TASK TO CARRY OUT:
Update the entries below from the line that contains "Can you locate the encrusting" through the last line, changing every "Target" to "Label" and leaving everything else the same. Give back only those lines.

RAW DATA:
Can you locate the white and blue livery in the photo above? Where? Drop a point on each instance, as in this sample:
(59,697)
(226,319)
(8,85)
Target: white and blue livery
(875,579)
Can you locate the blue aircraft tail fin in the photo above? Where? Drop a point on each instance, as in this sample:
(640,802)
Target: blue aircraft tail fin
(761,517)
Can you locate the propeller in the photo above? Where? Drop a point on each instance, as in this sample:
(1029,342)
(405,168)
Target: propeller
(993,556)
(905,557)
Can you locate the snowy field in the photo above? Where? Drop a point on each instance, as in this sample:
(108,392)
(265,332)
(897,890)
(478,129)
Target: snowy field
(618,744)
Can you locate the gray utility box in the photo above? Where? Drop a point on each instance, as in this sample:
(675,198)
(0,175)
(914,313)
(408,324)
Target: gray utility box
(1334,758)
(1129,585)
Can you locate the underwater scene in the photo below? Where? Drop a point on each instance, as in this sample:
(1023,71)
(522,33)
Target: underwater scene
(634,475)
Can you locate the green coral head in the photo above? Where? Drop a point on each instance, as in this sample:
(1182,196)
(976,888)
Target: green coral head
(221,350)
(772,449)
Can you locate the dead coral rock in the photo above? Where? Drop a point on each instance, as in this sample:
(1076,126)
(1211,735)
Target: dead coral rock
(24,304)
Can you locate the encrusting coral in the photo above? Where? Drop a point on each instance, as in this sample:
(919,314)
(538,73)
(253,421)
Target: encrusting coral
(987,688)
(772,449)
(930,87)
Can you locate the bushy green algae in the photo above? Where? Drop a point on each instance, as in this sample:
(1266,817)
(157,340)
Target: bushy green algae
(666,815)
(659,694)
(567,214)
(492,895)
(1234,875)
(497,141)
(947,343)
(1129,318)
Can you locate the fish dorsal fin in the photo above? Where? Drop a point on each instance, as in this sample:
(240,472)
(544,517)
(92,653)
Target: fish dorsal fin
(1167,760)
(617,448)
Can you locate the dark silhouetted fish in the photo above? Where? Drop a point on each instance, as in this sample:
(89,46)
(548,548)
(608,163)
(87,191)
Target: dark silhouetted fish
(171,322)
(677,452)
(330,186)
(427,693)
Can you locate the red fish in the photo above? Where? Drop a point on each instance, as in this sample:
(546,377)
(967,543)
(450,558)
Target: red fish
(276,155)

THE ANSWER:
Can you locate the encrusting coral in the photo above? Where? Drop a point on each instance, as in this sample:
(919,314)
(538,73)
(253,421)
Label: encrusting coral
(987,688)
(772,449)
(930,87)
Can you locate the bushy green algae in the photo above? Where? Drop a point on each instance, as in this sample:
(1266,817)
(157,340)
Label: bushy green algae
(666,815)
(659,694)
(567,214)
(492,895)
(1234,875)
(497,141)
(947,343)
(1129,318)
Can you locate the fish dorsal fin in the photo above? Where? Drop a point on each instance, as in this sample:
(240,472)
(544,517)
(92,653)
Label: fish dorsal fin
(1167,760)
(617,448)
Can you locate the dark silhouetted fish in the photo above? Where? Drop a point on each instance, as in this sample:
(89,46)
(548,548)
(608,163)
(87,191)
Label: dark silhouetted fish
(171,322)
(677,452)
(330,186)
(427,693)
Can you locate the red fish in the photo above? Where? Drop a point on each instance, as in this sample:
(546,377)
(967,543)
(450,558)
Label: red fish
(276,155)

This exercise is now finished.